[Input records]:
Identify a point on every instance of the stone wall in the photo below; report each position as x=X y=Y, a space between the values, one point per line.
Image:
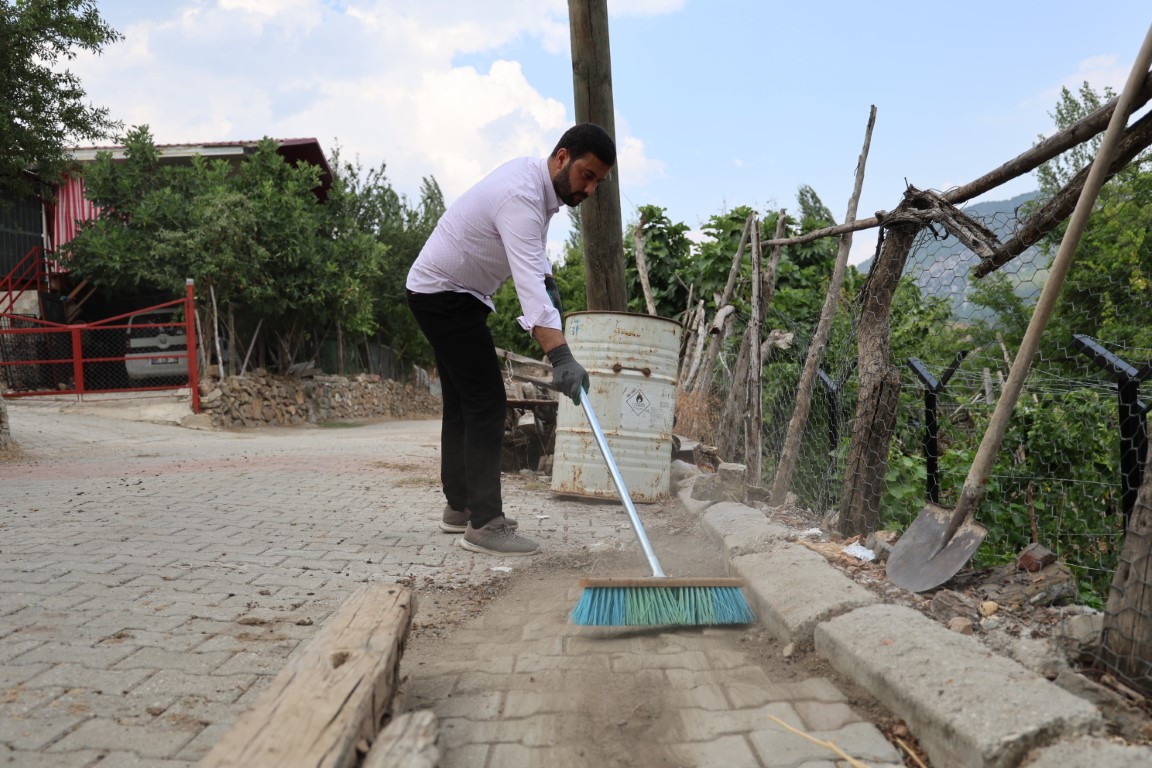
x=260 y=398
x=6 y=441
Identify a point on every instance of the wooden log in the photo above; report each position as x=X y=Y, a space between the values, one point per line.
x=331 y=697
x=642 y=266
x=790 y=451
x=878 y=393
x=719 y=329
x=408 y=742
x=600 y=219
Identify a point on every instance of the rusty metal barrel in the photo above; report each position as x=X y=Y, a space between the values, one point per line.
x=631 y=360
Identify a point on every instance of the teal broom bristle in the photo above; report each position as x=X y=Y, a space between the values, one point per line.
x=657 y=606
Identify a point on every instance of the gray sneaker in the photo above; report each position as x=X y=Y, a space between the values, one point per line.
x=453 y=522
x=498 y=538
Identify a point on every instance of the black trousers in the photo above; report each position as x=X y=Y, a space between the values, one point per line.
x=475 y=403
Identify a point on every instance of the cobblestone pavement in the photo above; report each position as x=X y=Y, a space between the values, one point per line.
x=156 y=577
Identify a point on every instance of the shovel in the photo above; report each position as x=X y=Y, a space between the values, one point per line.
x=939 y=541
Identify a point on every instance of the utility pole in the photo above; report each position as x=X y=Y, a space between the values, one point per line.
x=604 y=248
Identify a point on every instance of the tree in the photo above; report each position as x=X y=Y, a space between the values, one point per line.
x=44 y=105
x=570 y=280
x=667 y=251
x=1104 y=291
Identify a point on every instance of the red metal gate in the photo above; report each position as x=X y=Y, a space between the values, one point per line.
x=145 y=350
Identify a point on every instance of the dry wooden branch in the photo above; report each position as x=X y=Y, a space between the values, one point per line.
x=790 y=450
x=332 y=696
x=1137 y=138
x=1022 y=164
x=722 y=308
x=753 y=446
x=642 y=266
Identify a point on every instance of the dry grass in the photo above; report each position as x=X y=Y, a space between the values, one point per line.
x=698 y=416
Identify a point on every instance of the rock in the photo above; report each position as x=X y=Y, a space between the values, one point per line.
x=259 y=400
x=1035 y=556
x=881 y=544
x=961 y=624
x=682 y=470
x=1081 y=632
x=727 y=484
x=947 y=606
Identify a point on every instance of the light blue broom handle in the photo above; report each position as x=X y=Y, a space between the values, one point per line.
x=620 y=485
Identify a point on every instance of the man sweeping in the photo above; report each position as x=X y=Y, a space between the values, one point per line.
x=497 y=229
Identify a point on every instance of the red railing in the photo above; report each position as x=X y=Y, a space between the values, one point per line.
x=28 y=274
x=38 y=357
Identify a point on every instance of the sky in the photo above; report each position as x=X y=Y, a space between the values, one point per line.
x=718 y=103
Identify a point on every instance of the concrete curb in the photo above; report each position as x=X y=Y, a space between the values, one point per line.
x=967 y=705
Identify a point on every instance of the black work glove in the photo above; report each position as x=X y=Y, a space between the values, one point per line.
x=567 y=374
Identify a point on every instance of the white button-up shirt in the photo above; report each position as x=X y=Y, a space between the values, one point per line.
x=497 y=229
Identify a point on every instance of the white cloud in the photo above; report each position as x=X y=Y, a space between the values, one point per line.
x=380 y=78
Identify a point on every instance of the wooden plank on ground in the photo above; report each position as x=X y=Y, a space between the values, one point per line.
x=408 y=742
x=332 y=696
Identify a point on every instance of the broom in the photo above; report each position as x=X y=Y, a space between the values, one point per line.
x=658 y=600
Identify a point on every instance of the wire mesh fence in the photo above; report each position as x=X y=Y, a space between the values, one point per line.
x=144 y=350
x=908 y=385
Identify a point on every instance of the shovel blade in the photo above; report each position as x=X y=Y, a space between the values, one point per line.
x=926 y=556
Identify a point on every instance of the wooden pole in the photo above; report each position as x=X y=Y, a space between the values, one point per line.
x=1023 y=164
x=600 y=220
x=819 y=341
x=722 y=311
x=642 y=266
x=753 y=448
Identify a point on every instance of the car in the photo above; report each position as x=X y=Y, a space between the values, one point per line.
x=157 y=344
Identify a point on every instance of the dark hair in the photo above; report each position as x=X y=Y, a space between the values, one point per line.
x=582 y=138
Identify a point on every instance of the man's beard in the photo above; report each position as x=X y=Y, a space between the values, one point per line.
x=562 y=182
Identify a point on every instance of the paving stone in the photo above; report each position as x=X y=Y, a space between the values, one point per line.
x=215 y=687
x=197 y=662
x=144 y=740
x=111 y=681
x=35 y=732
x=28 y=759
x=725 y=752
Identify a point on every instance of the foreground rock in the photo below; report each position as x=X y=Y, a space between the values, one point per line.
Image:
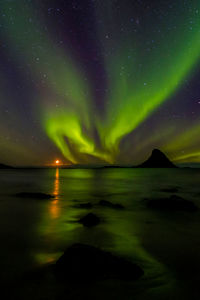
x=110 y=204
x=34 y=195
x=84 y=263
x=84 y=205
x=157 y=160
x=2 y=166
x=173 y=203
x=170 y=190
x=89 y=220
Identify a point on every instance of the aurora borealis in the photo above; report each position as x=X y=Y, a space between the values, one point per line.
x=99 y=81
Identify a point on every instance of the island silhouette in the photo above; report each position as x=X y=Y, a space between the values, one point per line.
x=157 y=159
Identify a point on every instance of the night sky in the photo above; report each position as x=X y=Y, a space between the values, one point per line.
x=95 y=81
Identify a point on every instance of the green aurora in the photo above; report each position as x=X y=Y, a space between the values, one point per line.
x=143 y=70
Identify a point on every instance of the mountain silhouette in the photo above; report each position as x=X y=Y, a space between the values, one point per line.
x=157 y=160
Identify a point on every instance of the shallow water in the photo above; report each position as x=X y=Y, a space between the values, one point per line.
x=34 y=232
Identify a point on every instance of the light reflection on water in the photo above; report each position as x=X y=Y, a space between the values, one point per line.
x=54 y=204
x=45 y=228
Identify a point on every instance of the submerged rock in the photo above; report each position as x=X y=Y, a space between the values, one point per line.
x=89 y=220
x=157 y=160
x=84 y=205
x=34 y=195
x=173 y=203
x=170 y=190
x=84 y=263
x=110 y=204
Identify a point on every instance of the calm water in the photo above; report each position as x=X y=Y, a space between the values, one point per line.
x=35 y=232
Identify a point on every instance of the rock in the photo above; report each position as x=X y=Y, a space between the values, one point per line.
x=157 y=160
x=2 y=166
x=174 y=203
x=89 y=220
x=170 y=190
x=34 y=195
x=84 y=205
x=110 y=204
x=84 y=263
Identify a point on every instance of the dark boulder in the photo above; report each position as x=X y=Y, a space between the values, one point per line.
x=84 y=264
x=89 y=220
x=2 y=166
x=109 y=204
x=170 y=190
x=84 y=205
x=173 y=203
x=157 y=160
x=34 y=195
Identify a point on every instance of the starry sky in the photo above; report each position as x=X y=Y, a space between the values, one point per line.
x=97 y=82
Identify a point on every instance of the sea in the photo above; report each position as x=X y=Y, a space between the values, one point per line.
x=34 y=233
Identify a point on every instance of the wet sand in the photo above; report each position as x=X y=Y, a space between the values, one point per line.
x=35 y=232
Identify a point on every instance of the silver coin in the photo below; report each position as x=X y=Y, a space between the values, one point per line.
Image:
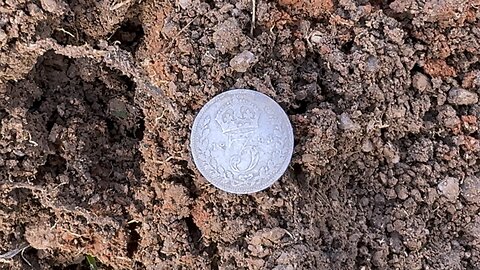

[Task directions]: Copy all of the entries above word for word, leaving out the pictures.

[Task response]:
Identify a point on every instance of the stone wall in the photo below; report each position as x=X y=Y, a space between the values, one point per line.
Image:
x=260 y=398
x=6 y=441
Identify a point on every instance of the wooden log in the photo above; report each position as x=X y=Y, a space between the values, one point per line.
x=331 y=697
x=642 y=266
x=790 y=451
x=878 y=393
x=719 y=329
x=408 y=742
x=600 y=219
Identify a point on every instance of the rusty metal barrel in the photo above; report each position as x=X y=Y, a space between the values, one point per line.
x=631 y=360
Identify a point on every instance of the teal broom bristle in the photo above; report each position as x=X y=Y, a space between the values, one point per line.
x=657 y=606
Identify a point on every instance of the gray sneaker in the photo above; report each position as x=X y=Y, a space between the values, one point per line.
x=453 y=522
x=498 y=538
Identify a point on every instance of the black trousers in the photo above; report each position as x=X y=Y, a space between the values, one point per line.
x=475 y=403
Identify a point on every instance of the cobblestone pavement in the photo above; report each position as x=X y=Y, a space between the values, one point per line.
x=156 y=577
Identify a point on every instance of the shovel in the photo above; report each position as x=X y=Y, a space between the values, one point per line.
x=939 y=541
Identify a point on every instance of the utility pole in the photo above; report each position as x=X y=Y, a space between the values, one point per line.
x=604 y=248
Identify a point on every instance of the tree in the photo above; report each position as x=X y=Y, a space between the values, one point per line.
x=44 y=105
x=570 y=280
x=667 y=251
x=1104 y=291
Identify a point on every instance of the red metal gate in the photo above; report each position as x=X y=Y, a space between the values, one point per line.
x=145 y=350
Identify a point on every instance of the dry wooden branch in the photo above; report each position as x=X y=Y, a space between the values, one point per line.
x=790 y=450
x=332 y=696
x=1137 y=138
x=1022 y=164
x=722 y=308
x=753 y=446
x=642 y=266
Identify a point on every instance of the dry grass in the photo above; report each position as x=X y=Y, a space between the values, one point per line.
x=698 y=416
Identify a point on every instance of the rock in the photo above; report each position as x=X y=Y, a space between the values, one point per line.
x=259 y=400
x=1035 y=556
x=881 y=544
x=961 y=624
x=682 y=470
x=1081 y=632
x=727 y=484
x=947 y=606
Identify a point on every instance of the light blue broom handle in the photo above; report each position as x=X y=Y, a space between the values, one point per line.
x=620 y=485
Identify a point on every instance of the man sweeping in the photo above; report each position as x=X y=Y, a space between the values, one point per line.
x=497 y=229
Identify a point on every instance of the red railing in the photo above; report each position as x=X y=Y, a space between the values, one point per line.
x=28 y=274
x=38 y=357
Identify a point on every instance of the sky in the photo above; report each position as x=X y=Y, a space between the values, one point per line.
x=718 y=103
Identify a point on every instance of the concrete curb in the photo above; report each position as x=X y=Y, a space between the values, one point per line.
x=967 y=705
Identify a point on every instance of the black work glove in the photo above; report each position as x=X y=Y, a space between the values, one point per line.
x=567 y=374
Identify a point on every instance of the white button-up shirt in the photo above; report each position as x=X y=Y, a space between the values, one point per line.
x=497 y=229
Identify a point on every instance of the white cloud in the photo above; report each position as x=X y=Y, a space between the values, one point per line.
x=380 y=78
Identify a point on every instance of the wooden plank on ground in the photo above; report each position as x=X y=Y, a space between the values, one point per line.
x=408 y=742
x=332 y=696
Identify a point on every instance of the broom in the photo above; report each position as x=X y=Y, a space between the values, one point per line.
x=658 y=600
Identify a point on every instance of the wire mesh fence in the photo above; report each position as x=X y=Y, a space between the values, one point per line.
x=144 y=350
x=908 y=385
Identify a point on every instance of the shovel blade in the photo above; report each position as x=X y=Y, a space between the values, one point per line.
x=926 y=556
Identify a point on every instance of the wooden pole in the photo above; report each position as x=X y=Y, a space between the values, one point per line.
x=1023 y=164
x=600 y=220
x=819 y=341
x=722 y=311
x=642 y=266
x=753 y=448
Identify a point on every instance of the car in the photo above; report each position as x=X y=Y, a space between the values, one point per line.
x=157 y=344
Identify a point on every instance of the dark hair in the photo above; report each position as x=X y=Y, a space between the values, one point per line.
x=582 y=138
Identify a point on every instance of the man's beard in the photo above; report each position as x=X y=Y, a space between the values, one point per line.
x=562 y=182
Identify a point on every instance of the paving stone in the photo above; report each position as x=X y=Y, a space between the values, one point per line.
x=215 y=687
x=197 y=662
x=144 y=740
x=111 y=681
x=35 y=732
x=28 y=759
x=725 y=752
Identify a point on every instance of the foreground rock in the photo below; report each position as x=X y=Y, a space between the values, one point per line.
Image:
x=110 y=204
x=34 y=195
x=84 y=263
x=84 y=205
x=157 y=160
x=2 y=166
x=173 y=203
x=170 y=190
x=89 y=220
Identify a point on every instance of the aurora borealis in the photo above; report each position as x=X y=Y, a space between the values, one point per line.
x=99 y=81
Identify a point on every instance of the island silhouette in the photo above; report each position as x=X y=Y, a space between the values, one point per line.
x=157 y=159
Identify a point on every instance of the night sky in the photo above; report each position as x=X y=Y, a space between the values, one point per line.
x=95 y=81
Identify a point on every instance of the green aurora in the photo above; report each position as x=X y=Y, a space between the values, one point per line.
x=143 y=70
Identify a point on every instance of the mountain silhouette in the photo above; report each position as x=X y=Y, a space between the values, one point per line.
x=157 y=160
Identify a point on every instance of the shallow water in the photo above; report each position as x=X y=Y, a space between the values, one point per line.
x=34 y=232
Identify a point on every instance of the light reflection on water in the photo above; report each position as x=X y=Y, a space between the values, one point per line.
x=54 y=204
x=45 y=228
Identify a point on every instance of the submerged rock in the photo above; report each position as x=X y=Y, a space between the values, one point per line.
x=89 y=220
x=157 y=160
x=84 y=205
x=34 y=195
x=173 y=203
x=170 y=190
x=84 y=263
x=110 y=204
Identify a point on every instance of the calm water in the photo above; report each position as x=X y=Y, a space between the values, one point per line.
x=35 y=232
Identify a point on every instance of the rock in the photo above; report each position as x=X y=Y, a space between the values, one point per line.
x=157 y=160
x=2 y=166
x=174 y=203
x=89 y=220
x=170 y=190
x=34 y=195
x=84 y=205
x=110 y=204
x=84 y=263
Identify a point on every instance of the dark boulder in the photo above; report each position as x=X y=Y, a space between the values, one point per line.
x=84 y=264
x=89 y=220
x=2 y=166
x=109 y=204
x=170 y=190
x=84 y=205
x=173 y=203
x=157 y=160
x=34 y=195
Identify a point on every instance of the starry sky in the photo above; report each position as x=X y=Y, a space between the values, one point per line.
x=97 y=82
Identify a point on every instance of the sea in the photo above; report each position as x=X y=Y, a space between the values, one point per line.
x=34 y=233
Identify a point on every instance of the wet sand in the photo above; report each position as x=X y=Y, a space between the values, one point per line.
x=35 y=232
Identify a point on every instance of the silver coin in the photo below; report each position as x=X y=Y, a space between the values, one point per line.
Image:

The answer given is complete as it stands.